» **DATA ENTRIES**:
# # # # # # #

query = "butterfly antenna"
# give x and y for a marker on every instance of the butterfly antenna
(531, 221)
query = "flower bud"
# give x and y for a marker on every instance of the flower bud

# # # # # # #

» **TASK TO CARRY OUT**: Transcribe every item above verbatim, keeping each line and its order unchanged.

» **RESPONSE**:
query = "butterfly antenna"
# give x and y for a marker on every instance of the butterfly antenna
(531, 221)
query = "flower bud"
# give x and y for a marker on every instance of the flower bud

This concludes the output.